> [Article]
[Begin]

I hope you have a program like photoshop or lightroom to process the raw images. That is the only way you can view tham as the .cr2 raw file is not actually a picture. Also do keep in mind that unless you plan on actually processing the image, there is no point in shooting in raw. Raw images are an option given to the shoot to give you wiggle room for stuff like tone adjustments.


----------



## milobloom242 (Dec 28, 2004)

uracowman said:


> I hope you have a program like photoshop or lightroom to process the raw images. That is the only way you can view tham as the .cr2 raw file is not actually a picture. Also do keep in mind that unless you plan on actually processing the image, there is no point in shooting in raw. Raw images are an option given to the shoot to give you wiggle room for stuff like tone adjustments.


+1 Recommend Photoshop Elements or equivalent as a minimum to process RAW files. Elements can process single files (apply automatic fixes or tweak it yourself) or entire folder of files (using globally applied automatic fixes for a range of things).


----------



## 77vetteguy (Jan 26, 2007)

yes i know all about it. the setting was just buried in all the options.


----------



## uracowman (Jun 30, 2009)

[End]

> [What to work on]
A) In the thread on raw images, what does milobloom242 recommend as a minimum for processing RAW files?
B) Format as a numbered list everything in the records below from the line containing "Category: grassy field" down to the final line of the records, omitting blank lines.

> [Listed entries]
[Begin]

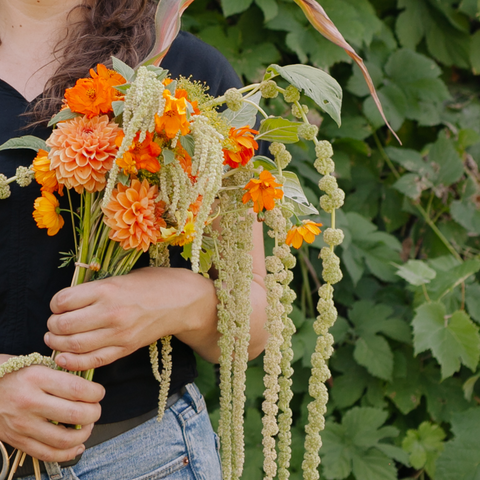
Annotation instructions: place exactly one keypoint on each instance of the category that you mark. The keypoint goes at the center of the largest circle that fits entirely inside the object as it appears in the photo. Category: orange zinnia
(263, 192)
(82, 152)
(242, 147)
(140, 155)
(43, 175)
(306, 231)
(90, 96)
(47, 213)
(133, 215)
(174, 118)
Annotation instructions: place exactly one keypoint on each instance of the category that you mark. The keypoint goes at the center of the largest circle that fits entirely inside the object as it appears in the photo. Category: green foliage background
(404, 390)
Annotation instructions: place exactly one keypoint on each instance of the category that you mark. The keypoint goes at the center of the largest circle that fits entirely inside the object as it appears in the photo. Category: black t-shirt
(29, 259)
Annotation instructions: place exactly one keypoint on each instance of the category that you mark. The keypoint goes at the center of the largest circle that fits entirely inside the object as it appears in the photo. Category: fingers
(95, 359)
(65, 386)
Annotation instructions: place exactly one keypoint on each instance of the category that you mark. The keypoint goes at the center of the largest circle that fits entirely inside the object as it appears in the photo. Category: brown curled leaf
(317, 16)
(167, 26)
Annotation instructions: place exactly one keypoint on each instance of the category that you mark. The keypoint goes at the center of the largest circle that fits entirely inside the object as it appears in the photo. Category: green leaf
(355, 445)
(246, 116)
(118, 108)
(424, 446)
(278, 129)
(374, 353)
(293, 193)
(475, 52)
(230, 7)
(269, 8)
(460, 460)
(411, 185)
(316, 84)
(469, 386)
(27, 141)
(446, 160)
(453, 341)
(123, 69)
(61, 116)
(416, 272)
(168, 156)
(443, 284)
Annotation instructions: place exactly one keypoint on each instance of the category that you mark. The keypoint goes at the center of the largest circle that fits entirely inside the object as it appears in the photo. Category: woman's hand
(96, 323)
(33, 396)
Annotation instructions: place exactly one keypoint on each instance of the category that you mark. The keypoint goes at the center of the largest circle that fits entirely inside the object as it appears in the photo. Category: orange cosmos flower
(43, 175)
(140, 155)
(47, 213)
(90, 96)
(133, 215)
(242, 147)
(306, 231)
(263, 192)
(174, 118)
(82, 152)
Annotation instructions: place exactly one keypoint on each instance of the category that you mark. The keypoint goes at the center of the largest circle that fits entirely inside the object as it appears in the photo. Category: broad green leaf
(475, 52)
(344, 446)
(466, 213)
(446, 160)
(453, 340)
(27, 141)
(61, 116)
(424, 446)
(469, 386)
(269, 8)
(167, 26)
(293, 193)
(374, 353)
(123, 69)
(416, 272)
(443, 284)
(374, 465)
(277, 129)
(265, 162)
(246, 116)
(411, 185)
(411, 160)
(316, 84)
(460, 460)
(230, 7)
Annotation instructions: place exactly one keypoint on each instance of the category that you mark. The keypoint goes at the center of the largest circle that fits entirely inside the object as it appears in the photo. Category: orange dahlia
(47, 213)
(83, 151)
(306, 231)
(133, 215)
(174, 118)
(43, 175)
(263, 192)
(242, 146)
(90, 96)
(140, 155)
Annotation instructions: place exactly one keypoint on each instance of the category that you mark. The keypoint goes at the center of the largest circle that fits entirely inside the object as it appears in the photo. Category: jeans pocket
(167, 470)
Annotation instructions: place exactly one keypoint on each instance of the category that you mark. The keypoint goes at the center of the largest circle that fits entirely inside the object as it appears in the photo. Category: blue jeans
(182, 446)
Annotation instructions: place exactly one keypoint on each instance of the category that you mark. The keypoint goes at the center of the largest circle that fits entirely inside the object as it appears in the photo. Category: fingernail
(61, 362)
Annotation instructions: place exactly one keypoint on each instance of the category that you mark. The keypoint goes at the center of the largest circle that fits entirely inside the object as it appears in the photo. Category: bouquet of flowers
(155, 163)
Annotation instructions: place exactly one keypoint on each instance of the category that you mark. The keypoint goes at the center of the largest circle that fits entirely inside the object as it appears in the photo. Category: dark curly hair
(122, 28)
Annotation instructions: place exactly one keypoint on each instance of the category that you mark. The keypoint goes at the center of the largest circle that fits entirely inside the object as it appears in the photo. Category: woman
(45, 46)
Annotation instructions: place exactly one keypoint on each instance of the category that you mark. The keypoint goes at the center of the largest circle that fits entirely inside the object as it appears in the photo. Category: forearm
(201, 332)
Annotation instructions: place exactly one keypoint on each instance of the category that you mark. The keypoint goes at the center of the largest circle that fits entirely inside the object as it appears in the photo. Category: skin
(96, 323)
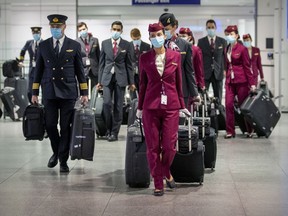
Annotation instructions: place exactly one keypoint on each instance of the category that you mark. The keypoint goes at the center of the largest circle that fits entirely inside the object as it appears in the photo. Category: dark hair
(117, 23)
(81, 24)
(211, 21)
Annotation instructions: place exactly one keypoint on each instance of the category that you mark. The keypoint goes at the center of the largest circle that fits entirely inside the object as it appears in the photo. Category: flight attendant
(239, 79)
(254, 54)
(160, 99)
(197, 62)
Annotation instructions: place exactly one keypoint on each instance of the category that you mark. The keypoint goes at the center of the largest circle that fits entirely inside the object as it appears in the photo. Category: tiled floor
(251, 178)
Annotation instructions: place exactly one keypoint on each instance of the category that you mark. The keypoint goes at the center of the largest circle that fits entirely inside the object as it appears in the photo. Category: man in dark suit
(90, 52)
(31, 46)
(139, 48)
(115, 73)
(60, 71)
(213, 51)
(173, 42)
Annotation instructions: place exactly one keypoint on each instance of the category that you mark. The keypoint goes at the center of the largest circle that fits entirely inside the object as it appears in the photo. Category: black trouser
(113, 112)
(217, 86)
(59, 142)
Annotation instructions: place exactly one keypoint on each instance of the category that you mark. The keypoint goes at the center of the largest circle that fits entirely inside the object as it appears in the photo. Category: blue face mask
(136, 42)
(231, 39)
(247, 44)
(157, 42)
(36, 37)
(227, 40)
(84, 33)
(115, 35)
(211, 32)
(168, 34)
(56, 33)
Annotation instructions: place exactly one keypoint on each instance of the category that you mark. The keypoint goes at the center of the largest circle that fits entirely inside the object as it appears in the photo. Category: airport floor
(250, 179)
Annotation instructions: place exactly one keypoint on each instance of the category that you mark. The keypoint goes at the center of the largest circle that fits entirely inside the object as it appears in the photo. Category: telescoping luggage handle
(204, 113)
(189, 131)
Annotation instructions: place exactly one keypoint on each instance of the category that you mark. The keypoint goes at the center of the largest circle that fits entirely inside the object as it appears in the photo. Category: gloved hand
(139, 113)
(186, 112)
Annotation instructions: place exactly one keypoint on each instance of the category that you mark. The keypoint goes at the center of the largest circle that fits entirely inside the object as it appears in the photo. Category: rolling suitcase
(96, 104)
(136, 166)
(10, 68)
(12, 103)
(210, 154)
(188, 166)
(33, 124)
(261, 112)
(83, 134)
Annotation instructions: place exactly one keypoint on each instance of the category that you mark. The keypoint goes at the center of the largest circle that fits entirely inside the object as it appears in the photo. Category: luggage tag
(87, 62)
(163, 99)
(232, 75)
(112, 70)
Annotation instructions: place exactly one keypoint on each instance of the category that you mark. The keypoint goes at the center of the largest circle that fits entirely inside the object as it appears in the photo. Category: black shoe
(64, 167)
(112, 138)
(53, 161)
(158, 192)
(171, 184)
(229, 136)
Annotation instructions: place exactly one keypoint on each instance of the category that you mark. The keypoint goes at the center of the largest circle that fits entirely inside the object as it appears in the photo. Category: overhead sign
(162, 2)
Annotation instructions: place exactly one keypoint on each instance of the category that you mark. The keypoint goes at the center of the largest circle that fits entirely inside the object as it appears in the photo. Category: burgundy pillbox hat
(155, 27)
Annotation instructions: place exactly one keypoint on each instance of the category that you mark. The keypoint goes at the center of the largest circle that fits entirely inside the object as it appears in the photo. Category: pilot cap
(167, 19)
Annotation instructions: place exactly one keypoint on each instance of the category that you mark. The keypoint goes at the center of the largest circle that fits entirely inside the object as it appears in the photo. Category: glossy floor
(251, 178)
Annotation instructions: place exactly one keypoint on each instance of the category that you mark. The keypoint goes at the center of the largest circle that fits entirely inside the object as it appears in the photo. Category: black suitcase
(10, 68)
(136, 166)
(33, 124)
(188, 167)
(83, 134)
(210, 154)
(96, 104)
(12, 103)
(261, 112)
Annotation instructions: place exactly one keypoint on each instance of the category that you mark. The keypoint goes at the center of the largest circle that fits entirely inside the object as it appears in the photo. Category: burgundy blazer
(198, 66)
(151, 82)
(256, 63)
(240, 64)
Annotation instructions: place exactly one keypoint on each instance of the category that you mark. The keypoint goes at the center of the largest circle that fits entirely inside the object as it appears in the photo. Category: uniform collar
(61, 40)
(117, 41)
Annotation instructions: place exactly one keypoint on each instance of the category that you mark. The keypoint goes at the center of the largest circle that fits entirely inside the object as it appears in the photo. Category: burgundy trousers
(160, 128)
(242, 92)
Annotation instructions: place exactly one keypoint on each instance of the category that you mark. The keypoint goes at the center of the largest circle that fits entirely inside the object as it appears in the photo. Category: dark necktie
(56, 49)
(87, 48)
(212, 45)
(137, 51)
(35, 51)
(115, 49)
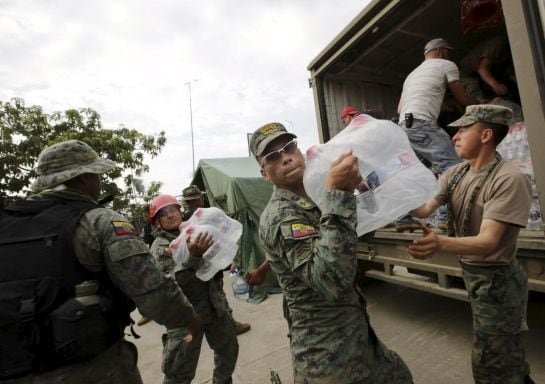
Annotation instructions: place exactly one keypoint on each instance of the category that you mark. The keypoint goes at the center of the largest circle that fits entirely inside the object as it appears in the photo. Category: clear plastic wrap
(395, 181)
(225, 233)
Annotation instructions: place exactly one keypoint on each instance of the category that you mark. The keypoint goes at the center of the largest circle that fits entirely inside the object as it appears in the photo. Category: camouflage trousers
(116, 364)
(499, 297)
(343, 353)
(180, 359)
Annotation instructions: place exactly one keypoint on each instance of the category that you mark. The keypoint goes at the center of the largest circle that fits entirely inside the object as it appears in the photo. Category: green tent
(235, 185)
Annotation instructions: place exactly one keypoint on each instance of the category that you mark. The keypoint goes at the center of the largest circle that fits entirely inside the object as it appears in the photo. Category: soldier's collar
(67, 195)
(303, 202)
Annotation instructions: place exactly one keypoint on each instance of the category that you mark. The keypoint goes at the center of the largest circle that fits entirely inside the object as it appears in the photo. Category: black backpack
(42, 325)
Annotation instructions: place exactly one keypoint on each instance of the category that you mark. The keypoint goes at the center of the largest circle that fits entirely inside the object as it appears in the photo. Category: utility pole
(191, 122)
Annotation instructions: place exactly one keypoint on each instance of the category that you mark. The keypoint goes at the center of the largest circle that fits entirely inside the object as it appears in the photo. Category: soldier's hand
(424, 247)
(194, 328)
(499, 88)
(344, 173)
(198, 245)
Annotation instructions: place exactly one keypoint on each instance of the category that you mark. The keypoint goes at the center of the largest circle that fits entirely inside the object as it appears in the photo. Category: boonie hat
(436, 44)
(65, 160)
(264, 135)
(486, 113)
(191, 193)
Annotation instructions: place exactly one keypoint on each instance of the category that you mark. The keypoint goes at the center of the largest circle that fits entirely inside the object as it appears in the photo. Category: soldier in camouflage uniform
(314, 256)
(488, 201)
(194, 199)
(179, 358)
(104, 241)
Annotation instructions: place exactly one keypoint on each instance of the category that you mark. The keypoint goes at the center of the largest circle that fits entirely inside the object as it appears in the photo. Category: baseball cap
(436, 44)
(486, 113)
(264, 135)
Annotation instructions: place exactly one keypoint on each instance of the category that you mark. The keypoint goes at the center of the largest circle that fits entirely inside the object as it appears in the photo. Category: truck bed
(385, 257)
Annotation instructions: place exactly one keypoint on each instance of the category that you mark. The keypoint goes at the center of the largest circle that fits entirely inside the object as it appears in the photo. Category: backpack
(42, 324)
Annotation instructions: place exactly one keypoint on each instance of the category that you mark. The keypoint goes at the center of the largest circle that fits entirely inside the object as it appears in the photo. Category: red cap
(349, 111)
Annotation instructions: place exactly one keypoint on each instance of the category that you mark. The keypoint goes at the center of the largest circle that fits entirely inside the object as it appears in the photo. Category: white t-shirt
(424, 89)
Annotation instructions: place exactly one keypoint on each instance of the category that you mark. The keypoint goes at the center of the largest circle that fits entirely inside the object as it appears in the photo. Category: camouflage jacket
(161, 241)
(104, 239)
(314, 257)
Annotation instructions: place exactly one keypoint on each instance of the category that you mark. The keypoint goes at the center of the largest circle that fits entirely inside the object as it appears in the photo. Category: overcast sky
(131, 61)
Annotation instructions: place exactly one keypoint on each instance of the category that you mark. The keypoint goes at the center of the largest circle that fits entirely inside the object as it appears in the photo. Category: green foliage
(25, 131)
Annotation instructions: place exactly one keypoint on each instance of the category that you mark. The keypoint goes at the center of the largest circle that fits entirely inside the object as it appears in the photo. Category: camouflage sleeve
(326, 261)
(104, 239)
(166, 263)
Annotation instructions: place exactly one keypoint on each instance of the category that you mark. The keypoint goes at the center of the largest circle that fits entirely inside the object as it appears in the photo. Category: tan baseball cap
(436, 44)
(264, 135)
(486, 113)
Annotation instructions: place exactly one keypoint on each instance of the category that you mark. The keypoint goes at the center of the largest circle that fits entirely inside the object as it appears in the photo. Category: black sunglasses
(274, 156)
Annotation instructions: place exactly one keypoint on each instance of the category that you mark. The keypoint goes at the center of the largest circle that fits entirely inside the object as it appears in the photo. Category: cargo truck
(365, 66)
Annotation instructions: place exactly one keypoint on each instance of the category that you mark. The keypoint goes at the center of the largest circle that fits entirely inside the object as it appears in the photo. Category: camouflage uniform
(498, 293)
(104, 240)
(161, 241)
(314, 257)
(180, 359)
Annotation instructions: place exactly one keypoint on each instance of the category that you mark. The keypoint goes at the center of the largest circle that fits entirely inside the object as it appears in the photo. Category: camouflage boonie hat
(64, 161)
(191, 193)
(486, 113)
(265, 134)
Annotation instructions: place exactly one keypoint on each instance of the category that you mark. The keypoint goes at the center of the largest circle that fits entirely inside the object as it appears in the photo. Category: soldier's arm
(99, 244)
(160, 250)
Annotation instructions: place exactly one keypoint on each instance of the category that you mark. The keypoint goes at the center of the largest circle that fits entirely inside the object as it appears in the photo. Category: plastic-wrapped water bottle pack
(225, 233)
(515, 149)
(395, 181)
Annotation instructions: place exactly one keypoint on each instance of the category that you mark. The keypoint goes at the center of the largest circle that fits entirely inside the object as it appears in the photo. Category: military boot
(241, 328)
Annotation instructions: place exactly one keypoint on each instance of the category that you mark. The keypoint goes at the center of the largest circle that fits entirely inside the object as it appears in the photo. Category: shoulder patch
(124, 228)
(302, 230)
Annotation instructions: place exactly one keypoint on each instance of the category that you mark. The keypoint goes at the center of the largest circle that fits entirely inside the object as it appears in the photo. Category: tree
(25, 131)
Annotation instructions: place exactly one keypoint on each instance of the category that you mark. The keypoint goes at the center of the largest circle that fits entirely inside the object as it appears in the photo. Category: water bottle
(86, 292)
(241, 289)
(534, 219)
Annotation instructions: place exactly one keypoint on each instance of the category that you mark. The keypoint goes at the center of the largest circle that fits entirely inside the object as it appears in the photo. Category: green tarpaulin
(235, 185)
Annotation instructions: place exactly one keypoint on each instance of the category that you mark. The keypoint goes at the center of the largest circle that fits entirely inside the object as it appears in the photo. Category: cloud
(131, 61)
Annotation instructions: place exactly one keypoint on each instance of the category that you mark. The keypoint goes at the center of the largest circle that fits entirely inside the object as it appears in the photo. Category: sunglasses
(274, 156)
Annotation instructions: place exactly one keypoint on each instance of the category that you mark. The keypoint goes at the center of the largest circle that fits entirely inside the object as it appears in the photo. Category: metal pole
(191, 122)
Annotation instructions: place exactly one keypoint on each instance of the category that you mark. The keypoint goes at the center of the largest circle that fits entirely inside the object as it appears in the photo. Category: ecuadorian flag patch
(302, 230)
(124, 228)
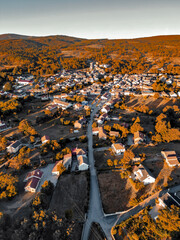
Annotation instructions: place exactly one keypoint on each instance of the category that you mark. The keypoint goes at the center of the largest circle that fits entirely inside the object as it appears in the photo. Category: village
(59, 116)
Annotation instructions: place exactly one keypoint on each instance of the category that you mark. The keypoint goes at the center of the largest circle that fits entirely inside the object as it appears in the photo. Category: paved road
(95, 211)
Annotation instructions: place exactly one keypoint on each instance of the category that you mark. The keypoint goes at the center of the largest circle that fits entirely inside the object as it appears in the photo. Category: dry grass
(115, 192)
(71, 193)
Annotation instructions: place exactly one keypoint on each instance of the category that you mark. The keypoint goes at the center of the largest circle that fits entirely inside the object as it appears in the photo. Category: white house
(33, 179)
(171, 158)
(14, 147)
(118, 148)
(143, 175)
(82, 163)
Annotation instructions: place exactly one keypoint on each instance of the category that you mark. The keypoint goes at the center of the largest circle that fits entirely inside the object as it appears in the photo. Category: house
(25, 82)
(173, 94)
(169, 199)
(95, 131)
(14, 147)
(3, 126)
(32, 184)
(118, 148)
(171, 158)
(164, 94)
(78, 151)
(79, 123)
(45, 139)
(33, 179)
(44, 97)
(138, 137)
(55, 170)
(82, 163)
(36, 173)
(143, 175)
(61, 104)
(114, 134)
(102, 133)
(105, 109)
(67, 160)
(78, 106)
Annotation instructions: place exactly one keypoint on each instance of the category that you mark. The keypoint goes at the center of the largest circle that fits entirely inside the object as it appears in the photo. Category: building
(78, 106)
(82, 163)
(171, 158)
(33, 179)
(61, 104)
(67, 160)
(78, 151)
(55, 170)
(138, 137)
(14, 147)
(102, 133)
(45, 139)
(105, 109)
(118, 148)
(36, 173)
(79, 123)
(143, 175)
(169, 199)
(114, 134)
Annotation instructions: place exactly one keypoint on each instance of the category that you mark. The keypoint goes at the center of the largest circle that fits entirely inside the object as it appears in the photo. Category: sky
(90, 18)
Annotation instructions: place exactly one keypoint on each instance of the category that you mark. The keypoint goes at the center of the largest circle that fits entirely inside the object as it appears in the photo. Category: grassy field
(71, 194)
(113, 191)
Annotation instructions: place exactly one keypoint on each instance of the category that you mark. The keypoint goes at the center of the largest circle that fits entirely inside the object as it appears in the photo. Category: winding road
(95, 211)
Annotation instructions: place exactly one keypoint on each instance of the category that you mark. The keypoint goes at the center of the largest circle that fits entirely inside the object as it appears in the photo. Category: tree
(21, 160)
(7, 87)
(7, 185)
(61, 168)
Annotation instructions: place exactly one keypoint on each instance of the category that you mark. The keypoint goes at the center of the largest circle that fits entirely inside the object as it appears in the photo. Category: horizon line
(106, 38)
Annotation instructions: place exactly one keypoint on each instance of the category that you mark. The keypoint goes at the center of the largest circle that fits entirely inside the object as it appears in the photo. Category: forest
(47, 55)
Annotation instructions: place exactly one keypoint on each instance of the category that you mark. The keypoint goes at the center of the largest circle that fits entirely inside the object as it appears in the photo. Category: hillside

[End]

> [Responses]
A) Photoshop Elements or an equivalent program.

B)
1. Annotation instructions: place exactly one keypoint on each instance of the category that you mark. The keypoint goes at the center of the largest circle that fits entirely inside the object as it appears in the photo. Category: grassy field
2. (71, 194)
3. (113, 191)
4. Annotation instructions: place exactly one keypoint on each instance of the category that you mark. The keypoint goes at the center of the largest circle that fits entirely inside the object as it appears in the photo. Category: winding road
5. (95, 211)
6. Annotation instructions: place exactly one keypoint on each instance of the category that you mark. The keypoint goes at the center of the largest circle that fits entirely inside the object as it appears in the photo. Category: tree
7. (21, 160)
8. (7, 87)
9. (7, 185)
10. (61, 168)
11. Annotation instructions: place exactly one keypoint on each instance of the category that you mark. The keypoint goes at the center of the largest circle that fits entirely inside the object as it appears in the photo. Category: horizon line
12. (106, 38)
13. Annotation instructions: place exactly one keypoint on each instance of the category that you mark. The keypoint goes at the center of the largest circle that fits entirely inside the object as it appears in the photo. Category: forest
14. (47, 55)
15. Annotation instructions: place exactly one keypoint on each instance of the category that you mark. The keypoint goes at the center of the largest circle that fits entirely inside the object as it appears in the photo. Category: hillside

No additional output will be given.